GIVEN TEXT:
-- BEGIN --
DeBartolo advised the union that he would not object to the handbilling if the union would clarify that its dispute was limited to the Wilson construction and did not involve DeBartolo or any other mall tenant, and if the union would limit its handbilling to the area surrounding Wilson’s store. When the union refused, DeBartolo filed a complaint with the Board, alleging that the handbilling violated section 8(b)(4). See id. at 1395.
Initially, the Board held that the union’s actions were protected by the proviso. See id. The Supreme Court reversed that decision, holding that the proviso did not apply to the mall tenants (other than Wilson) because the tenants were not distributors of any product produced by the employer with whom the union had the primary dispute (High). See id. at 1396; DeBartolo I , 103 S.Ct. at 2932-33. Because the Board had not determined whether, absent the proviso, the statute prohibited the handbilling, the Court remanded the case. Id.
On remand, the Board concluded that handbilling urging a consumer boycott constituted coercion, and violated section 8(b)(4)(ii)(B). See DeBartolo II , 108 S.Ct. at 1396 . The Eleventh Circuit refused to enforce the Board’s order. Because the Board’s interpretation of the statute raised significant constitutional questions, the Court of Appeals refused to hold that section 8(b)(4)(ii) banned mere consumer handbilling in the absence of clear legislative intent to do so. Further, the Court of Appeals held that the proviso was merely an explanatory section and did not create an exception to an otherwise broad ban on non-picketing publicity. See id. at 1397.
The Supreme Court agreed, relying on the rule that “where an otherwise acceptable construction of a statute would raise serious constitutional problems, the Court will construe the statute to avoid such problems unless such construction is plainly contrary to the intent of Congress.” Id. (citing National Labor Relations Board v. Catholic Bishop of Chicago , 99 S.Ct. 1313, 1318-1319 (1979)). The Court noted in this connection that
“the Board’s construction of the statute, as applied in this case, poses serious questions . . . under the First Amendment. The handbills involved here truthfully revealed the existence of a labor dispute and urged potential customers of the mall to follow a wholly legal course of action, namely, not to patronize the retailers doing business in the mall. The handbilling was peaceful. No picketing or patrolling was involved.” Id . at 1398.
-- END --
DATA EXCERPT:
-- BEGIN --
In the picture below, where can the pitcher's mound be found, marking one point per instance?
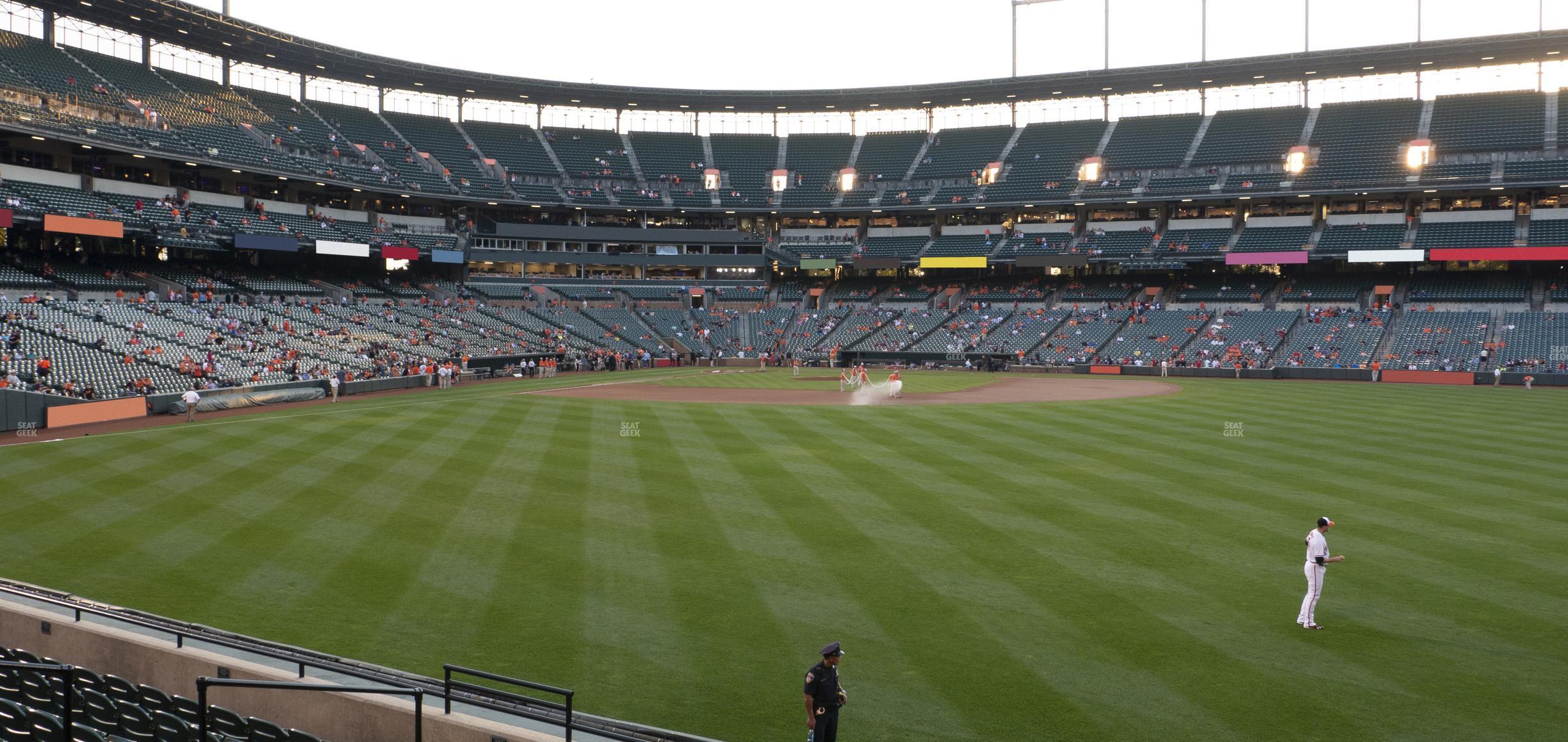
-- END --
WHAT NEEDS TO BE DONE: Return the handbilling passage from "On remand, the" to "id. at 1397." word for word. The lines have no connection to the handbilling passage.

OUTPUT OF THE EXERCISE:
On remand, the Board concluded that handbilling urging a consumer boycott constituted coercion, and violated section 8(b)(4)(ii)(B). See DeBartolo II , 108 S.Ct. at 1396 . The Eleventh Circuit refused to enforce the Board’s order. Because the Board’s interpretation of the statute raised significant constitutional questions, the Court of Appeals refused to hold that section 8(b)(4)(ii) banned mere consumer handbilling in the absence of clear legislative intent to do so. Further, the Court of Appeals held that the proviso was merely an explanatory section and did not create an exception to an otherwise broad ban on non-picketing publicity. See id. at 1397.